§ TRAVAIL DEMANDÉ
(a) D'après l'extrait sur la bonne gouvernance, à qui la septième condition consiste-t-elle à demander des comptes ?
(b) Traduisez en anglais la phrase suivante de l'extrait sur la bonne gouvernance : « Leurs gestions des affaires doivent être soumises à un contrôle indépendant et transparent qui seul garantit le bon fonctionnement des institutions et la bonne gouvernance. »
(c) Poursuivez la rédaction de l'extrait sur la bonne gouvernance à la suite de sa dernière phrase.

§ EXTRAIT DU DOCUMENT
####################

La septième et dernière condition consiste à demander des comptes aux élus du peuple, des parlementaires aux premiers ministres et aux présidents (ou aux rois). Leurs gestions des affaires doivent être soumises à un contrôle indépendant et transparent qui seul garantit le bon fonctionnement des institutions et la bonne gouvernance. Nous en sommes bien loin aujourd’hui et l’arrivée ou non d’Obama au pouvoir ne changera rien. Le « monde islamique » le blâmera sans doute bientôt de rester trop « américain » et de suivre encore et toujours une politique des intérêts « prédateurs » de son pays. On ne pourra s’empêcher d’en vouloir aux sociétés majoritairement islamiques, et notamment les pays arabes, de rester semblables à elles-mêmes et de nous offrir, encore et toujours, le spectacle de la dictature, de la corruption et de la résignation.

####################

§ Données d'étiquetage et de segmentation
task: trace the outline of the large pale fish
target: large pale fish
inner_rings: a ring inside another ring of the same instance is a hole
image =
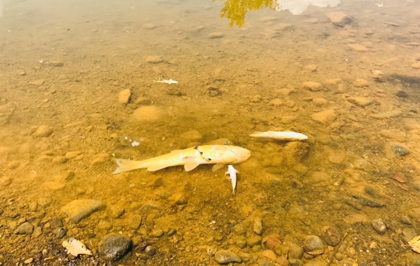
[[[305,135],[292,131],[255,132],[254,134],[250,135],[250,136],[253,138],[266,138],[289,141],[301,141],[308,139],[308,136]]]
[[[238,173],[238,170],[234,168],[232,165],[227,166],[227,172],[225,173],[225,175],[229,175],[229,178],[232,181],[232,192],[234,194],[235,194],[235,188],[236,188],[236,174]]]
[[[175,150],[170,153],[142,161],[116,159],[119,166],[112,173],[119,174],[138,168],[157,171],[169,166],[184,165],[185,171],[191,171],[200,164],[233,164],[247,160],[251,152],[237,146],[204,145],[185,150]]]

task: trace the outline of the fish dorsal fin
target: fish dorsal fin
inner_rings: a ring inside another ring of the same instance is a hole
[[[193,162],[197,160],[195,156],[186,156],[182,157],[182,161],[186,162]]]
[[[216,163],[216,164],[213,165],[213,168],[211,168],[211,171],[212,172],[215,172],[218,170],[220,170],[223,168],[225,166],[225,164],[224,163]],[[228,173],[229,172],[228,172]],[[227,173],[226,173],[227,174]]]
[[[211,147],[211,151],[215,152],[223,153],[226,151],[226,148],[224,145],[214,145]]]
[[[152,165],[151,166],[149,166],[147,167],[147,171],[150,172],[153,172],[154,171],[158,171],[158,170],[161,170],[161,169],[164,169],[166,167],[168,167],[169,165],[162,165],[162,164],[157,164],[156,165]]]
[[[184,169],[185,169],[185,171],[186,171],[187,172],[189,172],[195,168],[199,165],[200,165],[200,163],[198,162],[186,163],[184,165]]]

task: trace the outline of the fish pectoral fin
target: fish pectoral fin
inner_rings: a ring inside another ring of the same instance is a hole
[[[158,171],[158,170],[164,169],[168,167],[168,166],[169,166],[169,165],[157,164],[156,165],[152,165],[147,167],[147,171],[149,171],[149,172],[153,172],[154,171]]]
[[[217,171],[218,170],[220,170],[220,169],[222,169],[222,168],[224,167],[225,166],[225,165],[224,163],[216,163],[216,164],[213,165],[213,168],[211,168],[211,171],[212,172],[215,172],[215,171]],[[228,173],[229,173],[229,171],[227,172],[225,174],[227,175],[228,174]]]
[[[186,163],[185,165],[184,165],[184,169],[185,169],[185,171],[186,171],[187,172],[189,172],[195,168],[199,165],[200,165],[200,163],[198,162]]]

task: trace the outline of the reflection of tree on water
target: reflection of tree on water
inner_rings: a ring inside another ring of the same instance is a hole
[[[276,0],[225,0],[225,6],[221,10],[220,17],[230,19],[230,27],[233,26],[234,23],[242,27],[245,24],[245,16],[249,11],[266,7],[276,9],[277,6]]]
[[[340,0],[224,0],[225,6],[220,11],[220,17],[230,20],[240,27],[245,24],[245,16],[250,10],[268,7],[277,10],[289,10],[294,15],[300,15],[310,4],[326,7],[336,6]],[[0,0],[1,1],[1,0]]]

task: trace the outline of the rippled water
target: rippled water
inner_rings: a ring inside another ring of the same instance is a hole
[[[417,0],[0,0],[0,262],[102,265],[116,233],[115,265],[419,264],[419,21]],[[111,174],[209,143],[252,151],[235,194],[225,166]]]

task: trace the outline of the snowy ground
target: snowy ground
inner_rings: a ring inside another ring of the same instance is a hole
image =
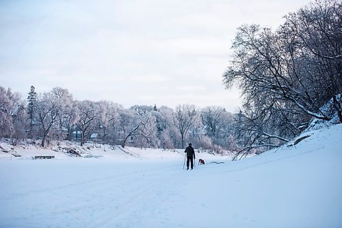
[[[189,171],[171,151],[0,152],[0,227],[341,227],[342,125],[306,134],[241,161],[196,154]]]

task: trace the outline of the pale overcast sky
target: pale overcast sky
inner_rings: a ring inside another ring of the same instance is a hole
[[[79,100],[220,105],[236,29],[276,28],[306,0],[0,1],[0,86],[24,97],[67,88]]]

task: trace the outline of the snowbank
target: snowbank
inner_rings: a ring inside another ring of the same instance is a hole
[[[189,171],[181,151],[3,159],[0,227],[341,227],[342,125],[293,142]]]

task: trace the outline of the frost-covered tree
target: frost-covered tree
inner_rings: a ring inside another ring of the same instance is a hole
[[[109,138],[115,142],[118,129],[120,125],[120,112],[122,107],[116,103],[101,101],[98,103],[99,107],[100,125],[103,141],[107,142]]]
[[[246,118],[240,123],[250,123],[249,134],[288,139],[312,118],[332,118],[320,107],[342,90],[341,15],[339,1],[315,1],[287,16],[276,31],[256,25],[238,29],[223,77],[227,88],[236,84],[241,91]],[[341,113],[341,105],[334,107]]]
[[[79,116],[76,125],[81,131],[81,146],[86,141],[86,136],[90,129],[94,126],[95,121],[100,118],[98,105],[94,101],[86,100],[77,102]]]
[[[71,126],[77,119],[75,112],[73,95],[67,89],[55,87],[51,91],[51,99],[56,107],[57,116],[56,123],[58,126],[56,130],[58,138],[63,140],[63,134],[66,131],[70,136]]]
[[[184,148],[184,140],[188,131],[196,118],[197,111],[194,105],[179,105],[173,114],[173,124],[181,135],[181,148]]]
[[[133,110],[131,110],[131,112]],[[157,128],[155,117],[150,112],[141,112],[140,113],[128,112],[133,114],[133,119],[127,120],[129,116],[122,116],[124,118],[125,134],[121,146],[124,147],[127,140],[133,138],[142,147],[154,147],[157,145]],[[123,126],[122,122],[122,126]]]
[[[28,93],[27,97],[27,114],[29,118],[29,129],[30,134],[31,134],[32,127],[34,121],[34,114],[36,111],[36,105],[37,102],[37,92],[36,92],[36,88],[34,86],[31,86],[30,90]]]
[[[39,96],[36,101],[36,115],[42,136],[42,147],[44,147],[45,140],[49,138],[49,134],[53,125],[58,118],[57,103],[53,94],[44,92]]]

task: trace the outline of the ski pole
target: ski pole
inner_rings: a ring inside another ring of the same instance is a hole
[[[187,154],[184,156],[184,164],[183,164],[183,169],[184,169],[184,166],[185,166],[185,158],[187,157]]]

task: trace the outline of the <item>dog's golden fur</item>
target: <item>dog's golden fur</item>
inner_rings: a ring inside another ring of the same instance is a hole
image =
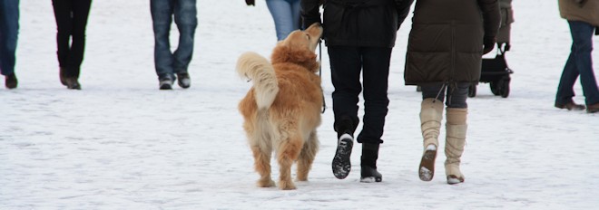
[[[316,129],[320,125],[322,90],[314,51],[321,34],[322,28],[315,24],[279,42],[271,63],[255,52],[245,52],[237,62],[240,75],[253,81],[239,110],[260,176],[259,186],[275,186],[270,177],[273,151],[280,189],[296,188],[291,181],[293,162],[298,163],[297,180],[308,180],[319,148]]]

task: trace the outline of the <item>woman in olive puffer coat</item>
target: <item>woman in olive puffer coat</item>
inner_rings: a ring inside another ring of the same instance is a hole
[[[435,158],[447,94],[445,161],[448,184],[464,182],[459,170],[466,132],[468,86],[478,82],[482,55],[493,50],[500,24],[497,0],[417,0],[406,55],[407,85],[422,90],[420,122],[423,181]]]

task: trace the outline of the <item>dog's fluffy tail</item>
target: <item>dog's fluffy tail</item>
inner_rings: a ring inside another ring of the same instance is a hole
[[[259,109],[269,109],[279,93],[279,83],[272,64],[256,52],[245,52],[237,60],[237,72],[253,81]]]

####################

§ RÉPONSES PAR TÂCHE
(a) Aux élus du peuple, des parlementaires aux premiers ministres et aux présidents (ou aux rois).

(b) Their management of affairs must be subject to independent and transparent oversight, which alone guarantees the proper functioning of institutions and good governance.

(c)
Samedi 04 Avril 2009
Tariq Ramadan

http://www.tariqramadan.com/spip.php?article10596

Commentaire de Ahmed Manai

Merci cher ami pour votre article en vous priant d’accepter ces quelques remarques.

Le propos de Anwar Ibrahim, tenu à la conférence de Doha, me semble quelque peu contradictoire avec la position qu’il a exprimée récemment dans une conférence organisée par le « Centre d’Etudes sur l’islam et la démocratie » à Washington le 10 mars 2009, et sa signature d’une lettre ouverte au président américain, l’appelant « à poursuivre le projet de démocratisation des pays musulmans, notamment par l’exercice de pressions diplomatique et économique sur ses alliés, ne répondant pas aux normes fondamentales des droits de l’homme ».

Le second point concerne la démocratisation de nos sociétés arabes et musulmanes et de la nécessité de rompre, comme vous le dites si justement, « avec le spectacle de la dictature, de la corruption et de la résignation qu’elle nous offre en permanence ».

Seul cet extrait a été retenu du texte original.